== Page extract ==

XCOM: Chimera Squad review
Developer: Firaxis Games
Publisher: 2K Games
Platform: Reviewed on PC
Availability: Out now on PC
It’s a wonder, really, that it’s taken a classic tactics series like XCOM so long to try a bit of breaching. XCOM 2 encouraged you to think of ambushes, sure, but with XCOM: Chimera Squad, the latest instalment in the series and a standalone adventure with a somewhat focused scope, breaching finally has its moment.
And it’s glorious. Chimera’s missions play out room by room, essentially – or encounter by encounter really as most of the game’s spaces are multi-room environments – and with none of the prolonged knocking around looking for a fight that previous XCOM games used to feature. Each encounter starts with a breach. You choose your door, you choose who opens it and who goes in next, you plan, you fiddle around, you change your plan and switch everyone out again and have a comforting Pop-Tart – just me? – and then you commit.
Pure tactics, information with gaps in it: every door tells you how high the likelihood is that you’ll take damage. Every door generally offers its own twists too. Maybe your shots will stun if you use this door. Maybe they’ll crit. Maybe the first one through can’t miss. Maybe the last one through won’t be able to move afterwards. Maybe everyone gets free Overwatch. Generally you have a choice of doors and windows to spread your four-person team across, and you can buy items as the game progresses that allows access to new doors – security doors and vents, say. I love this breach moment – it’s new, but it already feels like pure XCOM. You’ve thought about the odds, the perks. You’ve lined up your guys. Pop-Tart. BREACH.
Once you’re through time gets wonderfully thick and soupy. It reminds me a little of the stand-offs in John Woo’s Stranglehold, may it rest in glorious peace. Everyone gets a chance to breach fire – which means you each get a free shot as you scramble through the doors. If you’re playing on easy where the dice are loaded in your favour, four people coming through a door can often clear out four baddies. But even if you’re not, once the breach fire period is over your team scramble to cover and then it’s classic XCOM. Turns, cover, dice rolls, disaster.

===
== Data ==

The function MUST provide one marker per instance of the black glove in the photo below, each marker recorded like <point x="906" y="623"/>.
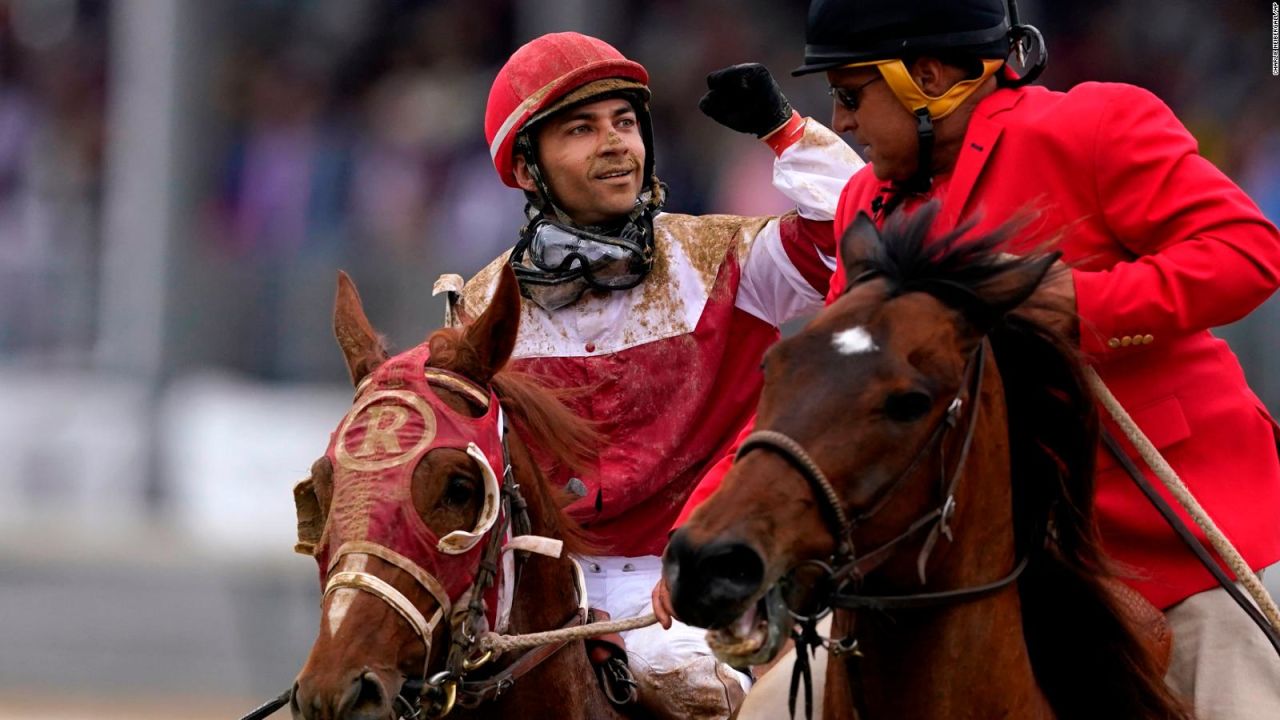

===

Task statement:
Answer these from the Chimera Squad review:
(a) Which company developed the game?
(b) How many people make up the team you spread across doors and windows?
(c) What does breach fire give each team member as they come through the doors?
Answer from the review text alone.

Solution to this exercise:
(a) Firaxis Games
(b) Four
(c) A free shot